Start of Source data

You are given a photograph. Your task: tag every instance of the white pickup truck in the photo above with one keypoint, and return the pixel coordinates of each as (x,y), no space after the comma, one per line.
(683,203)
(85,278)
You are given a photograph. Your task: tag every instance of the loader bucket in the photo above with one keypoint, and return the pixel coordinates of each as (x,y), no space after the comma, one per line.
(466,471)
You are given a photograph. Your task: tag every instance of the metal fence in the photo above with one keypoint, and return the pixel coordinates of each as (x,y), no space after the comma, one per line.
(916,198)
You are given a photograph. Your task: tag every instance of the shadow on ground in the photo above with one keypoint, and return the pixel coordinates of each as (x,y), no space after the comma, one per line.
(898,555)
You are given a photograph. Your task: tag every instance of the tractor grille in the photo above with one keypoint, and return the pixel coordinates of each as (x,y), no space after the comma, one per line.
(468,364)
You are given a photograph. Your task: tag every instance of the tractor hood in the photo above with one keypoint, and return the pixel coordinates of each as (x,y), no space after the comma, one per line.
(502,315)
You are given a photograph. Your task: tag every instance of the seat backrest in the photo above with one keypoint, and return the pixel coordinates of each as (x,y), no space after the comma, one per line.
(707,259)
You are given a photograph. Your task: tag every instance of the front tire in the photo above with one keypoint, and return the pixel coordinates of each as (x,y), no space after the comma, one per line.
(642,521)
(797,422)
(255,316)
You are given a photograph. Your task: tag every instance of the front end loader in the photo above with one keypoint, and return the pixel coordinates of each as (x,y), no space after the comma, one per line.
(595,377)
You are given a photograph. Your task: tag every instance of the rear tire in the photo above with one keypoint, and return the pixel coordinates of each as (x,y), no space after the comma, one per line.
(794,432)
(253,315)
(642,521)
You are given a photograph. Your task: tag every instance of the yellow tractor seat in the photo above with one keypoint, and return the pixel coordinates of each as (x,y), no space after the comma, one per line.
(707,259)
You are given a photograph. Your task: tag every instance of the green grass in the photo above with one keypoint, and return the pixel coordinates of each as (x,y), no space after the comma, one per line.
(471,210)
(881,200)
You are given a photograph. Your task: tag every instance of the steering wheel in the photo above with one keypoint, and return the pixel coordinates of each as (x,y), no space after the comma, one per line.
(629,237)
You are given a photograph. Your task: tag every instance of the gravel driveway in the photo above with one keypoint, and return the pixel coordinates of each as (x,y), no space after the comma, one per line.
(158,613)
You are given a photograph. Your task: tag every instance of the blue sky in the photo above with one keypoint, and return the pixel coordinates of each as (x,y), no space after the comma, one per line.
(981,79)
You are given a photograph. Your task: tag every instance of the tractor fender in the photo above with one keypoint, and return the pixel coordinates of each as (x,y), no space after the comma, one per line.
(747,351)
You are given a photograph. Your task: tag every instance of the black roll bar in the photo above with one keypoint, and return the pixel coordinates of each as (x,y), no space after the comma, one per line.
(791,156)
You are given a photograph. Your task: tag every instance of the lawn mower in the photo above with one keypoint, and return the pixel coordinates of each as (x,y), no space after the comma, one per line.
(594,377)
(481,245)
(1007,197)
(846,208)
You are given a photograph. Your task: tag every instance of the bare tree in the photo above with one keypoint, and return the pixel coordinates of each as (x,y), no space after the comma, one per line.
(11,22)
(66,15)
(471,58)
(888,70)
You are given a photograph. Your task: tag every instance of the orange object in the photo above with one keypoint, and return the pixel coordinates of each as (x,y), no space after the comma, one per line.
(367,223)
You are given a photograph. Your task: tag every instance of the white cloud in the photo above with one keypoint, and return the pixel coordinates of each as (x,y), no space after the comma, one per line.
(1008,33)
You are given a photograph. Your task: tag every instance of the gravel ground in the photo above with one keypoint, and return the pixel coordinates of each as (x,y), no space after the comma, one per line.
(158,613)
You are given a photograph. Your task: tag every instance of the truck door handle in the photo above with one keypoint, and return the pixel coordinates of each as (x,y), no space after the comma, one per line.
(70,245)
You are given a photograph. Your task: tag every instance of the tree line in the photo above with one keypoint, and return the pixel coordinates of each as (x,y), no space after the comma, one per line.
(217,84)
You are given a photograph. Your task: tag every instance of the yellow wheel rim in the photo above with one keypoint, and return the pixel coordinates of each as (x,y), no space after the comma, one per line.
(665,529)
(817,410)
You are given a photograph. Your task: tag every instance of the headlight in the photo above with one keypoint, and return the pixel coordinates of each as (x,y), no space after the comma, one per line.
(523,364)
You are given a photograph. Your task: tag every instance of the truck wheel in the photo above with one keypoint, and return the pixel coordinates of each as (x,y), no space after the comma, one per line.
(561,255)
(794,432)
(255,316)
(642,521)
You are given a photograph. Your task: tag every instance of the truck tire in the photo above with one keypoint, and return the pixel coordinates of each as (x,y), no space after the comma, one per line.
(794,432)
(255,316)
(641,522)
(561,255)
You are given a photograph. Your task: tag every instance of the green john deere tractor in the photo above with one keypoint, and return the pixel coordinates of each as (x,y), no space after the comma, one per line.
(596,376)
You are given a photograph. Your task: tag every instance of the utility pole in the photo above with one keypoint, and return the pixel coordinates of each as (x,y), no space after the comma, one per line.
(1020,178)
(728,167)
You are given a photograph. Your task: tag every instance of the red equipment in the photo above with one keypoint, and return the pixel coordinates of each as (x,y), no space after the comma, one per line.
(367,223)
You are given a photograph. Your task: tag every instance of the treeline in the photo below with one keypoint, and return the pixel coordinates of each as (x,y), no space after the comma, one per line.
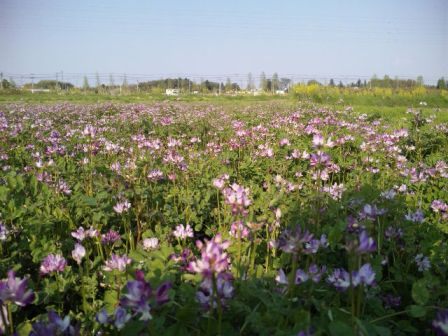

End of Source data

Objective — Collect every line of the items above that contains the word "loader", and copy each one.

Response below —
You are given a photograph. Your task: tag every instance of the loader bucket in the photo above with one keypoint, and return the pixel coordinates of each as (x,y), no space after the comma, one per line.
You are given a photograph. Your task: tag every instance of the front end loader in the photo above with one keypoint, and return the pixel coordinates of each as (x,y), no space after the comma, one per line.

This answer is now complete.